Start Record list
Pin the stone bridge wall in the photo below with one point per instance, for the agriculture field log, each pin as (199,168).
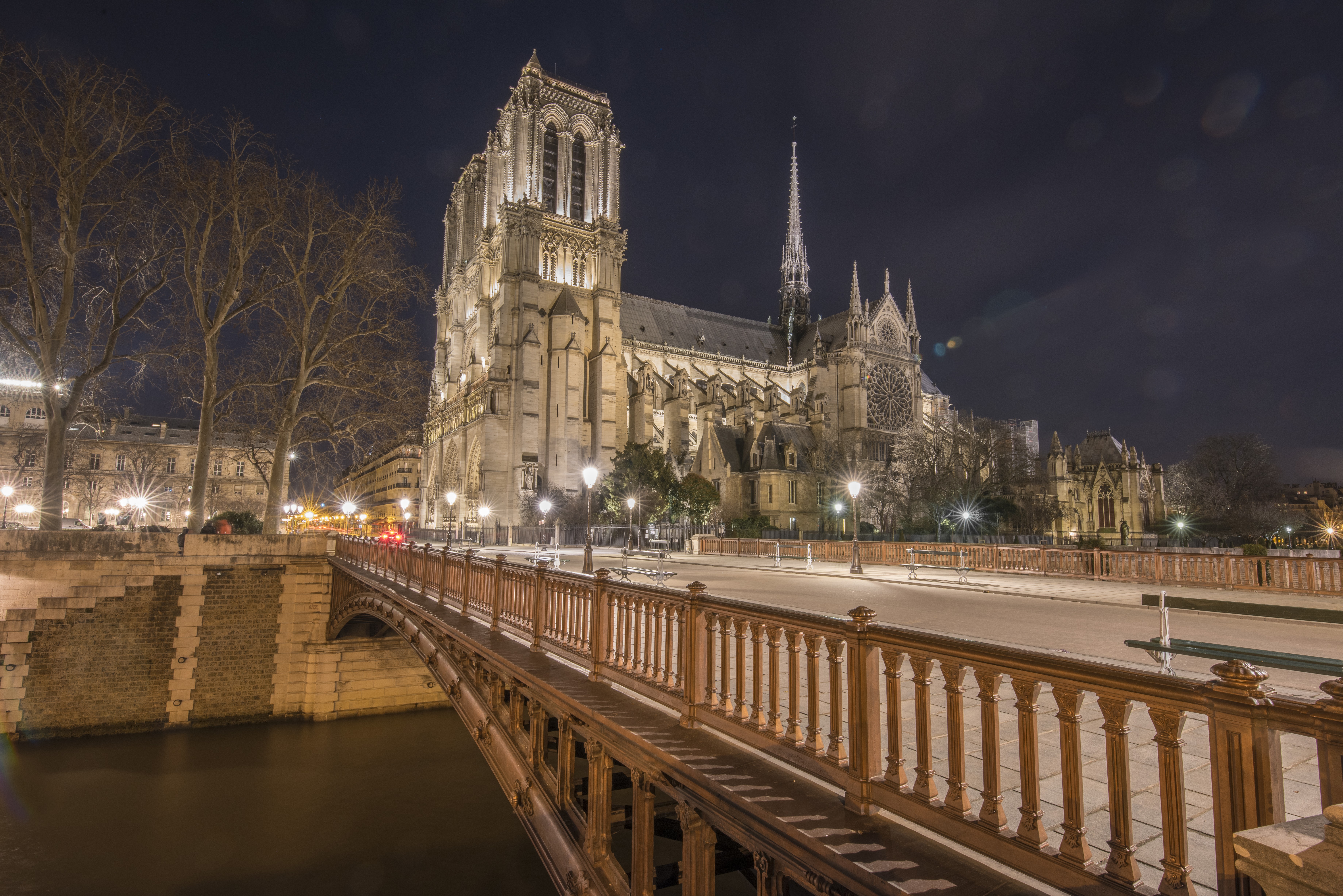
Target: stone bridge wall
(116,632)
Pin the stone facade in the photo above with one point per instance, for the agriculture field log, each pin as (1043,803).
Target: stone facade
(1106,490)
(116,632)
(544,365)
(123,457)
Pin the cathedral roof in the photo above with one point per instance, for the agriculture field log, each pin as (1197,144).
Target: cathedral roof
(566,304)
(651,320)
(1099,448)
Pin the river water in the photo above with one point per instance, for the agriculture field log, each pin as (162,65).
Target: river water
(399,804)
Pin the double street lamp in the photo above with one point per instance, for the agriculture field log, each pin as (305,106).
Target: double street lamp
(590,479)
(856,565)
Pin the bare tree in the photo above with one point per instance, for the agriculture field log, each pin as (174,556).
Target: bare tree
(338,342)
(229,201)
(86,246)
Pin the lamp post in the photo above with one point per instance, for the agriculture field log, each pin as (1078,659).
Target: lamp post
(856,566)
(452,518)
(590,479)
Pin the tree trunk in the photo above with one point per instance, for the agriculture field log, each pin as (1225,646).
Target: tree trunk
(54,472)
(276,492)
(206,436)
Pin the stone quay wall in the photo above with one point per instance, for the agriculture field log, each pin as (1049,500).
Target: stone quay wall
(118,632)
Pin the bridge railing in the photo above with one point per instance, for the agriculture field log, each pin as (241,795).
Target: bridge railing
(1131,780)
(1317,576)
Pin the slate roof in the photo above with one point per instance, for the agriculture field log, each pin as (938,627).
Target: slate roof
(1100,448)
(651,320)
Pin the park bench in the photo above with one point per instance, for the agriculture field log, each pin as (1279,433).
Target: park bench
(657,576)
(914,566)
(551,557)
(1164,647)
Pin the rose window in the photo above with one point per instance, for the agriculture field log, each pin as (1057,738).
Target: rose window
(890,398)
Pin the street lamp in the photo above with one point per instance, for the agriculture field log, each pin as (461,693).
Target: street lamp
(452,516)
(856,565)
(590,479)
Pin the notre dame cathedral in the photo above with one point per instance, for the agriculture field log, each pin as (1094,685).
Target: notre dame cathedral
(544,366)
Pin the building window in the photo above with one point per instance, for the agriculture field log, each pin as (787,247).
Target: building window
(550,162)
(578,175)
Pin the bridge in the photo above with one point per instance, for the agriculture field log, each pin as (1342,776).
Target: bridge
(657,737)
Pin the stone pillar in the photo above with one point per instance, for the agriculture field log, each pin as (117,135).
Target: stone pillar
(1301,858)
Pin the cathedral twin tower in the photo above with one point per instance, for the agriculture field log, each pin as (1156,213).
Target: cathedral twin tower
(544,366)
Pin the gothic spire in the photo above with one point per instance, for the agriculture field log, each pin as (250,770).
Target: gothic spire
(794,269)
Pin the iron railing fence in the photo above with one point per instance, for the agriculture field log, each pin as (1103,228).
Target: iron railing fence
(887,712)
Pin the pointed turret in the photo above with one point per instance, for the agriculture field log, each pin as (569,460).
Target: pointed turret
(910,318)
(794,291)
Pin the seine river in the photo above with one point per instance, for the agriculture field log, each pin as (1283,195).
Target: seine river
(398,804)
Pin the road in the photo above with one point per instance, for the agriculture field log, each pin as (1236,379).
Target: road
(1095,629)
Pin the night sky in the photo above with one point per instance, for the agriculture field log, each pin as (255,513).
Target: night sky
(1123,215)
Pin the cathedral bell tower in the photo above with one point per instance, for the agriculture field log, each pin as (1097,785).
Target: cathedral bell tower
(794,292)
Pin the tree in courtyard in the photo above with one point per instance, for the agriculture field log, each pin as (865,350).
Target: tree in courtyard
(334,350)
(229,201)
(86,248)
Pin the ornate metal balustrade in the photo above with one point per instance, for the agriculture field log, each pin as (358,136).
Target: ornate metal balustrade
(1315,576)
(1086,794)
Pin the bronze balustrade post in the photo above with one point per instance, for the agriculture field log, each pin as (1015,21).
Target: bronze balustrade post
(813,742)
(1247,762)
(894,663)
(497,602)
(1032,829)
(742,710)
(774,722)
(467,581)
(759,717)
(992,807)
(1074,848)
(1170,760)
(1122,864)
(958,792)
(641,849)
(793,731)
(864,711)
(601,627)
(926,786)
(538,602)
(600,803)
(699,840)
(696,651)
(835,652)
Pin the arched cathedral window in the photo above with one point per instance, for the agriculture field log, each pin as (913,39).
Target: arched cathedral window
(550,162)
(578,175)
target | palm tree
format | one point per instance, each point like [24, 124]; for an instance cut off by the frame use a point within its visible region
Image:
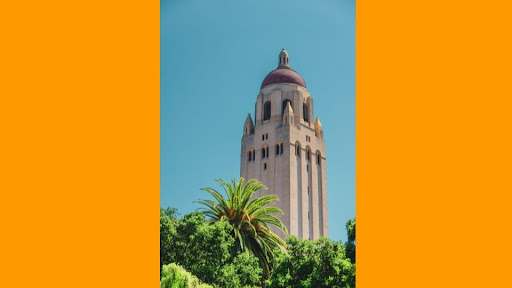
[250, 218]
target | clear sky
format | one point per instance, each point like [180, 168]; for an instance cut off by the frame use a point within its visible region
[214, 56]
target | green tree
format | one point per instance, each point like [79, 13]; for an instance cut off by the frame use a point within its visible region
[250, 219]
[204, 249]
[201, 248]
[244, 271]
[168, 223]
[312, 264]
[351, 243]
[175, 276]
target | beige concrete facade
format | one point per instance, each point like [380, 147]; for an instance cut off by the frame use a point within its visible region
[297, 179]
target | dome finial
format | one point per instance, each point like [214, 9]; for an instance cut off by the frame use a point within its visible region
[283, 59]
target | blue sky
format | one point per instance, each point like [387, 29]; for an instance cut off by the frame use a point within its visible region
[214, 56]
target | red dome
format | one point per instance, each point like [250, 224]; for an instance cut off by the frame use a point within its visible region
[283, 75]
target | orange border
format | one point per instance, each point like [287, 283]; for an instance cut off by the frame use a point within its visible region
[80, 119]
[80, 133]
[433, 133]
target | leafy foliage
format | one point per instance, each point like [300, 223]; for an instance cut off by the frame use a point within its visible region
[250, 219]
[321, 263]
[244, 271]
[351, 244]
[174, 276]
[204, 249]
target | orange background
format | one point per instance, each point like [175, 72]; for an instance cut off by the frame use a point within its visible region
[79, 118]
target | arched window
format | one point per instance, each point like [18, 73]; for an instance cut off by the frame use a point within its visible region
[285, 103]
[266, 111]
[305, 112]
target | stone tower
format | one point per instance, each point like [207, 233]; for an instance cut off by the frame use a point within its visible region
[285, 149]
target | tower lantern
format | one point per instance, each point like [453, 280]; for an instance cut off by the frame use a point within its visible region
[285, 150]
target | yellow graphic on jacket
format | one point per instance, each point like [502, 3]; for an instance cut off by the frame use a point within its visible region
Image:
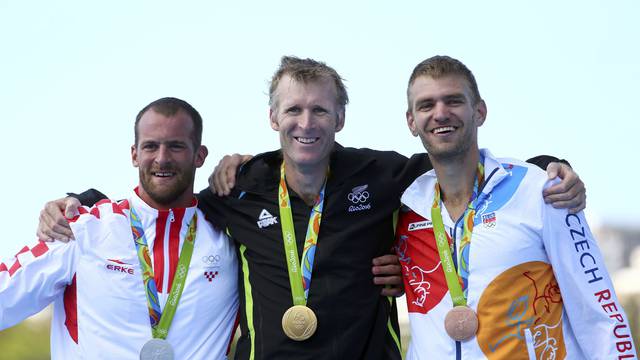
[520, 312]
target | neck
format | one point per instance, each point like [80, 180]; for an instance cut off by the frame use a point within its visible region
[456, 178]
[306, 181]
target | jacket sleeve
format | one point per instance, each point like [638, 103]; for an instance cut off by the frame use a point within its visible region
[595, 314]
[542, 161]
[33, 279]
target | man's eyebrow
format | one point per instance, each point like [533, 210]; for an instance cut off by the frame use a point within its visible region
[454, 96]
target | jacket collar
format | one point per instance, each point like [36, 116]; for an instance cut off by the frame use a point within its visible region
[143, 208]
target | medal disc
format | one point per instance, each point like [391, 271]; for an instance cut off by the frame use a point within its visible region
[461, 323]
[299, 322]
[156, 349]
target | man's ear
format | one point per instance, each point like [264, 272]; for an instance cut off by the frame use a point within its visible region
[411, 123]
[134, 155]
[273, 119]
[480, 113]
[201, 155]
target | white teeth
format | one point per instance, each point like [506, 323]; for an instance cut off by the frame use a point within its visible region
[443, 129]
[306, 140]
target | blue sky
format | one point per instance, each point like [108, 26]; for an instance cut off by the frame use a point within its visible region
[559, 78]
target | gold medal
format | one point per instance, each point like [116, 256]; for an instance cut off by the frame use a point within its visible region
[461, 323]
[299, 322]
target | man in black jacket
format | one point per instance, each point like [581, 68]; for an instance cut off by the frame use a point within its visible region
[338, 313]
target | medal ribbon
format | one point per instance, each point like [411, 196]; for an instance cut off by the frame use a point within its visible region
[457, 282]
[300, 280]
[161, 321]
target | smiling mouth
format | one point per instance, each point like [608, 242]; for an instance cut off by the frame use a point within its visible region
[444, 130]
[306, 141]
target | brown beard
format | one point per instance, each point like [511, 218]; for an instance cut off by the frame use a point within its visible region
[167, 195]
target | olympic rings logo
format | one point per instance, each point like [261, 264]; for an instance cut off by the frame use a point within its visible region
[358, 197]
[211, 259]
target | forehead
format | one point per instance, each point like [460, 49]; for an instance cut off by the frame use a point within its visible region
[154, 126]
[427, 87]
[320, 91]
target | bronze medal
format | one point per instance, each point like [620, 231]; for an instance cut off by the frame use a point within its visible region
[299, 322]
[461, 323]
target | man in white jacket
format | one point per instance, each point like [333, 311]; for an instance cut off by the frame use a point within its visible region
[146, 276]
[490, 270]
End Record list
Exercise aim ->
Begin with the line containing "target | gold medal" and repeat each line exactly until the records above end.

The output ->
target | gold medal
format | one point per instance, each point like [116, 256]; for an instance cut off by the frame use a point within its visible region
[461, 323]
[299, 322]
target | man in black jacket
format | one point per instance, each point like [581, 68]; for an instance cut off by the frame use a point within its visible region
[338, 313]
target | medal ribbon
format | one point per instance, each point like [411, 196]; for an instance cut off by the frame use a point within its visible region
[457, 282]
[300, 280]
[161, 321]
target | smiling mouth
format | one point per instance, each point like [608, 242]; for an instance cut off by the frame use a point within its visible region
[444, 130]
[306, 141]
target | brown beard
format | one point per instance, each point like [511, 218]; for an instance cut off by the frame use a point within its visible region
[167, 195]
target | olympic rings logo
format | one point per instance, each point like [261, 264]; for an instance cut off by the frame use a point within its visible region
[358, 197]
[211, 259]
target | forehead
format | one point per instance, each point like [460, 49]; for an instance cut off by the frame use a point within its visible region
[154, 126]
[427, 87]
[320, 91]
target | bronze medal
format | one point per instance, each point like [620, 231]; for an instance cut off by the frame use a point within its visible region
[299, 322]
[461, 323]
target | man in white jacket
format | one point per instance, each point like [333, 311]; for an instance cut off by the frame use a point within its visible region
[146, 276]
[490, 270]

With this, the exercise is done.